> _What you need to do_:
Reproduce the records below word for word, beginning at the line that contains "Q: Locate the sea" and continuing through the last line of the records.

> _Record extracts_:
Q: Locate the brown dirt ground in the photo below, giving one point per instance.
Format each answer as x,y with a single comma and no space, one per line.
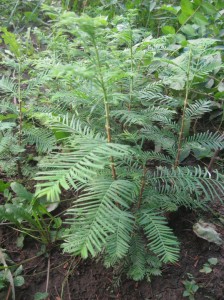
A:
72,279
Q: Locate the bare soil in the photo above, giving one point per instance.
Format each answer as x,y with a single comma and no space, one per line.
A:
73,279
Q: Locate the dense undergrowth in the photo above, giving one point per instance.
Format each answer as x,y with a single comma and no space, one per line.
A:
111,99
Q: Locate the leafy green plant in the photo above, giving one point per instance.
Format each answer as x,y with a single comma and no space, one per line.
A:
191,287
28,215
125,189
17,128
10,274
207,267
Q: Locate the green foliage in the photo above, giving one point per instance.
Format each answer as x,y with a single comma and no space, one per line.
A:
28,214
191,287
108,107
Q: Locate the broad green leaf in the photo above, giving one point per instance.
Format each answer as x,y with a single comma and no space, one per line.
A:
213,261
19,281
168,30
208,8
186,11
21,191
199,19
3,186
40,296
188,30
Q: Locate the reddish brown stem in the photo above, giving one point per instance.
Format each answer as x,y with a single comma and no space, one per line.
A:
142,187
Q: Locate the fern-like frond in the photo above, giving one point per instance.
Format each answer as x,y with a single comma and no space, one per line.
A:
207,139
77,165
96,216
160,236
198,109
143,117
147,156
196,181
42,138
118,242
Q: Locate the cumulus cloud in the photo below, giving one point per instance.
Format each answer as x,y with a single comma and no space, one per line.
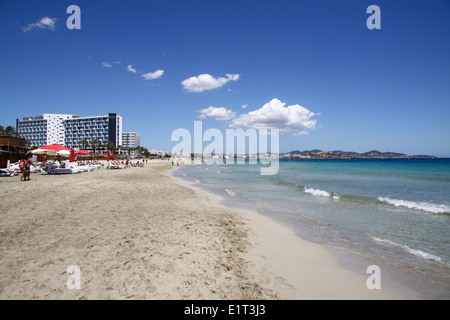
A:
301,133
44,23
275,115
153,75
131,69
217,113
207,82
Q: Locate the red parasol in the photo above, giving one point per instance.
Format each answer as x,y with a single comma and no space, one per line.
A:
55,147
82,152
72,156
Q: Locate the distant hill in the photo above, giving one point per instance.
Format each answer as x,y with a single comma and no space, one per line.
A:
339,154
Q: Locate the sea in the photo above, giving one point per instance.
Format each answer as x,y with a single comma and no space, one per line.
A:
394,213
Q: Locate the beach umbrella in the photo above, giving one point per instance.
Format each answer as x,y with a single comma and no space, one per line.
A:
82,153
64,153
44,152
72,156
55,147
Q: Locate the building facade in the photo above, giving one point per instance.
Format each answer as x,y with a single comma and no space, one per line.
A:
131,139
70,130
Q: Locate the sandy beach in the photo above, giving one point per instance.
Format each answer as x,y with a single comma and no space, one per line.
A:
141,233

> _Answer for this exercise_:
Q: Locate the sea in the photo above, giving one point per instance.
Format each answer as x,y with a single comma and no space, one per line.
A:
394,213
Q: Locate the beach umbrella in the photo above, giving one point per instance.
Format each answer as x,y with a single comma and no space, one per line.
A:
82,153
64,153
44,152
72,156
55,147
Q: Locate the building facade in the photo above, giving one point per instance.
Format each answer as x,y with a single comma and no space, one per line.
A:
131,139
70,130
Q: Locate the sandy beach in the photo above, giving one point per instance.
Format each answer as x,y with a single comma and no space, one per line.
A:
141,233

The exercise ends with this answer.